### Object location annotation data
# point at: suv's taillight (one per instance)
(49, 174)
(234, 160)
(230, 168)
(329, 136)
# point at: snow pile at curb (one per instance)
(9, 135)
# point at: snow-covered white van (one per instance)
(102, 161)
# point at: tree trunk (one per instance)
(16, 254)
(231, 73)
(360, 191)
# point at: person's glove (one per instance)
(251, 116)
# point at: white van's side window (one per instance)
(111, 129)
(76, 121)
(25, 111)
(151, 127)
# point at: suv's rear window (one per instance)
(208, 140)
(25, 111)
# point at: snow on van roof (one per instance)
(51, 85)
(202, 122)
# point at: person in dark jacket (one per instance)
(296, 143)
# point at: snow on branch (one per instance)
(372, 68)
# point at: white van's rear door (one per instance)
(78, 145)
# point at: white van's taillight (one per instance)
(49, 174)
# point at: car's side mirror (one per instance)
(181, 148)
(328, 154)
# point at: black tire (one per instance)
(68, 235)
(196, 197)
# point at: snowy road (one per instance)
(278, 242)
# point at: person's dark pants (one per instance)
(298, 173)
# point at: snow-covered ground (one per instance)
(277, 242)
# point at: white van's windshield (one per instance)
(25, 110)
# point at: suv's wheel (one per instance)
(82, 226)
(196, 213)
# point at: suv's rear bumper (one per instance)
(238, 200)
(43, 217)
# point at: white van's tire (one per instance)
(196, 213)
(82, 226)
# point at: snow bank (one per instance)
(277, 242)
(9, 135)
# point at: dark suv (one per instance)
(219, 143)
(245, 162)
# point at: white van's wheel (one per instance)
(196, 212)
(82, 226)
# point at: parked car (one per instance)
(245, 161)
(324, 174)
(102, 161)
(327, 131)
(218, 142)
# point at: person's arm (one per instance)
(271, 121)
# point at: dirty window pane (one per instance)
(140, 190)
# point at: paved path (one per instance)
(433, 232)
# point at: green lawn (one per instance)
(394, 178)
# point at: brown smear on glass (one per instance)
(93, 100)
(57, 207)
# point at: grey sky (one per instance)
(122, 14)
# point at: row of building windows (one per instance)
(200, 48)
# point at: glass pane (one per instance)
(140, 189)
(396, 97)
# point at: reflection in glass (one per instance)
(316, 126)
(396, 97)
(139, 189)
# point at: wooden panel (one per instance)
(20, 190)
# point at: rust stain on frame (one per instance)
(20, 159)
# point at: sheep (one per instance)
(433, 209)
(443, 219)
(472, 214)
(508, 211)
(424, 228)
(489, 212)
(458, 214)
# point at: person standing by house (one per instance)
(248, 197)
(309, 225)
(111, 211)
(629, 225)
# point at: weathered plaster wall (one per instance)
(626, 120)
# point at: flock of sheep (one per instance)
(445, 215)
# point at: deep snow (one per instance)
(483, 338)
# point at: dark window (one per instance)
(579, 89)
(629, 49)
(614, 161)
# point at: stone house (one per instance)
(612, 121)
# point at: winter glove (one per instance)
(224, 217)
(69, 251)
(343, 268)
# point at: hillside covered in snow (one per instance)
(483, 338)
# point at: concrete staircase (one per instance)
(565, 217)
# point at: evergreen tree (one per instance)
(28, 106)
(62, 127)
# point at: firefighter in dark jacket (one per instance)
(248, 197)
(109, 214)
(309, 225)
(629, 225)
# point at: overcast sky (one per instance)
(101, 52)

### Aim
Swap every "white van" in the data above for "cargo van", and give back all the lines with nothing else altered.

### Answer to the task
# point at: suv's taillight (one per instance)
(49, 174)
(234, 160)
(230, 168)
(329, 136)
# point at: snow pile at curb (one per instance)
(9, 135)
# point at: snow-covered cargo van (one per instance)
(102, 161)
# point at: tree trunk (one per instance)
(16, 254)
(231, 73)
(360, 191)
# point at: person's glove (one per instance)
(251, 116)
# point at: cargo van's side window (one per instance)
(111, 129)
(76, 121)
(25, 111)
(151, 127)
# point at: suv's rear window (one per instance)
(208, 140)
(25, 111)
# point at: snow on van roof (one per instance)
(51, 85)
(202, 122)
# point at: person in dark jacket (one per instance)
(296, 143)
# point at: snow on branch (one per instance)
(372, 68)
# point at: cargo van's rear door (one per instance)
(78, 145)
# point at: cargo van's taillight (one per instance)
(49, 174)
# point at: car's side mirror (one per instance)
(181, 148)
(328, 154)
# point at: black tire (one per instance)
(68, 235)
(196, 197)
# point at: snowy road (one per instance)
(278, 242)
# point at: person's dark pants (one per instance)
(298, 173)
# point at: snow-covered ground (one per instance)
(277, 242)
# point at: cargo van's windshield (one per instance)
(25, 110)
# point at: suv's wheel (one per instance)
(82, 226)
(196, 213)
# point at: suv's rear bumper (one per instance)
(238, 200)
(43, 217)
# point at: cargo van's tire (one per instance)
(196, 213)
(82, 226)
# point at: snow bank (one per instance)
(277, 242)
(9, 135)
# point at: dark suv (one per instance)
(219, 143)
(245, 162)
# point at: cargo van's wheel (one per instance)
(196, 212)
(82, 226)
# point at: parked car (one per instance)
(245, 161)
(324, 174)
(102, 161)
(327, 131)
(218, 142)
# point at: person's arm (one per instance)
(271, 121)
# point at: dirty window pane (one per instance)
(140, 190)
# point at: paved path (one per instance)
(433, 232)
# point at: green lawn (one per instance)
(394, 178)
# point at: brown smear on glass (one per instance)
(93, 100)
(57, 207)
# point at: grey sky (one per instance)
(122, 14)
# point at: row of building windows (one per instance)
(200, 48)
# point at: glass pane (one per instance)
(140, 189)
(396, 97)
# point at: reflection in glass (one per instance)
(316, 126)
(396, 97)
(139, 189)
# point at: wooden panel (one per instance)
(20, 190)
# point at: rust stain on frame (one per instance)
(20, 159)
# point at: sheep (one per instance)
(433, 209)
(443, 219)
(472, 214)
(508, 211)
(424, 228)
(489, 212)
(458, 214)
# point at: person standing by house (one per instance)
(248, 197)
(309, 225)
(111, 211)
(629, 225)
# point at: weathered plaster wall (one per instance)
(626, 120)
# point at: flock of sheep (one per instance)
(445, 215)
# point at: deep snow (one per instance)
(483, 338)
# point at: dark window (one per instance)
(579, 89)
(629, 49)
(614, 161)
# point at: stone house (one per instance)
(612, 121)
# point at: winter glove (one per instance)
(224, 217)
(69, 251)
(343, 268)
# point at: hillside covered in snow (one per instance)
(483, 338)
# point at: concrete staircase (one per instance)
(565, 217)
# point at: evergreen tree (one per instance)
(28, 106)
(62, 127)
# point at: firefighter in dark jacket (one per instance)
(248, 197)
(109, 214)
(309, 225)
(629, 225)
# point at: overcast sky (one per instance)
(101, 52)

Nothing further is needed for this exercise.